◆ **Given instruction**
List each advantage of a flat panel display over a projector that the article on designing AV displays names.

◆ **Given passage**

As an AV Integrator, one of the key elements of every system is visual reinforcement. Although you may be able to get away with picking pieces from a list and throwing them together, sometimes the requirements of the project call for a more in-depth design approach. This article will focus on how the visual aspect of the project can be intelligently designed.
What kind of Display
You will have a choice to make between a projector/screen combination or a flat panel display. One of the deciding factors that may force one choice over the other is the required screen size (see how to calculate this a bit farther down). The cost per inch of a projector/screen at this point just can’t be matched by a flat panel display.
One of the advantages of a flat panel over a projector (assuming the screen size is adequate) is the lower maintenance and longer lifespan. You will also have quicker power-up times, and typically a brighter better contrast image. Another benefit is less noise in the room.
Projector: Competing Technologies – DLP/LCD
There are two main projector technologies (circa 2011). LCD and DLP both have their strengths and weaknesses and you have to understand there are fundamental differences in how the two produce colors on screen. LCD is based on having light pass through LCD panels acting as red, green, and blue “filters”. A prism combines the light just before it hits the lens to produce a full color image.

Stored records
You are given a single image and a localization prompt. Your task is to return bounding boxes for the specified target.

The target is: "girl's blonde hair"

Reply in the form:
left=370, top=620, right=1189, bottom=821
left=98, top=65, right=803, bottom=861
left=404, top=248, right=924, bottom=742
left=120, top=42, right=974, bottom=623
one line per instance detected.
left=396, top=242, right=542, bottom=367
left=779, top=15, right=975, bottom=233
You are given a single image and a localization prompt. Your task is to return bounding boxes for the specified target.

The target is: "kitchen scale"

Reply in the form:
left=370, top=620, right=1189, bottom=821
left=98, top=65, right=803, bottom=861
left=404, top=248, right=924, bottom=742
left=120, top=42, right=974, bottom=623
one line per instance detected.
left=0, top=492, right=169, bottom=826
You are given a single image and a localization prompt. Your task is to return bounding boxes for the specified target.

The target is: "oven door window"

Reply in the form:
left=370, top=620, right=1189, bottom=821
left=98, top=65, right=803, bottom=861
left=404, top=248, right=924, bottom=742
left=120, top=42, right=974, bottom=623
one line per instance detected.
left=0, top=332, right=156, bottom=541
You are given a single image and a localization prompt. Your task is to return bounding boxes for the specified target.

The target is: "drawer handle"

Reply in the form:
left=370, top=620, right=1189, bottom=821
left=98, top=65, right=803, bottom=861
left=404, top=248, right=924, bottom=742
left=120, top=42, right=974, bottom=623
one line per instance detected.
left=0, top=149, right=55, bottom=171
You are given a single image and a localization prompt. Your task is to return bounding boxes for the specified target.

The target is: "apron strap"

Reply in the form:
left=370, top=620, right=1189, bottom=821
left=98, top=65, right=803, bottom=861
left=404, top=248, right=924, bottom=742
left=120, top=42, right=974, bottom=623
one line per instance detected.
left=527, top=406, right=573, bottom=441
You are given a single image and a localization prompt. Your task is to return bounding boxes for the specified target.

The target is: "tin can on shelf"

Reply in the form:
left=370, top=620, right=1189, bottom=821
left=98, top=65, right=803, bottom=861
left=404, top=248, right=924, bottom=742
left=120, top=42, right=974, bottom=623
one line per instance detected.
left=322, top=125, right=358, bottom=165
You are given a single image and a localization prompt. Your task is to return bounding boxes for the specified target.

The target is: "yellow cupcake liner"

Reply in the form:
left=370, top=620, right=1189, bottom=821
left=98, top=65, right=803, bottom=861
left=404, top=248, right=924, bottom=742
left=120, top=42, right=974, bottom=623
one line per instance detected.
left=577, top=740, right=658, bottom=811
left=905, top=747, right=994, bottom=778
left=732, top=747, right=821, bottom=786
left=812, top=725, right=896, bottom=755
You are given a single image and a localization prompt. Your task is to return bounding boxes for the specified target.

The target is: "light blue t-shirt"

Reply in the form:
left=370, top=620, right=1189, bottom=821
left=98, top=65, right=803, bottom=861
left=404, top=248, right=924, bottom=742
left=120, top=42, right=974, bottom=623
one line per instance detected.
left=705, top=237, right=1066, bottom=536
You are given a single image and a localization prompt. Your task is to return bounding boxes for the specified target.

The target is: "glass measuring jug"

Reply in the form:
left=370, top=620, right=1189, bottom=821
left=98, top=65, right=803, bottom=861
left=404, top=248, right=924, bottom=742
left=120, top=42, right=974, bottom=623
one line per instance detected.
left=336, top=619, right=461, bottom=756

◆ **Result of this task**
- Lower maintenance
- Longer lifespan
- Quicker power-up times
- A brighter, better-contrast image (typically)
- Less noise in the room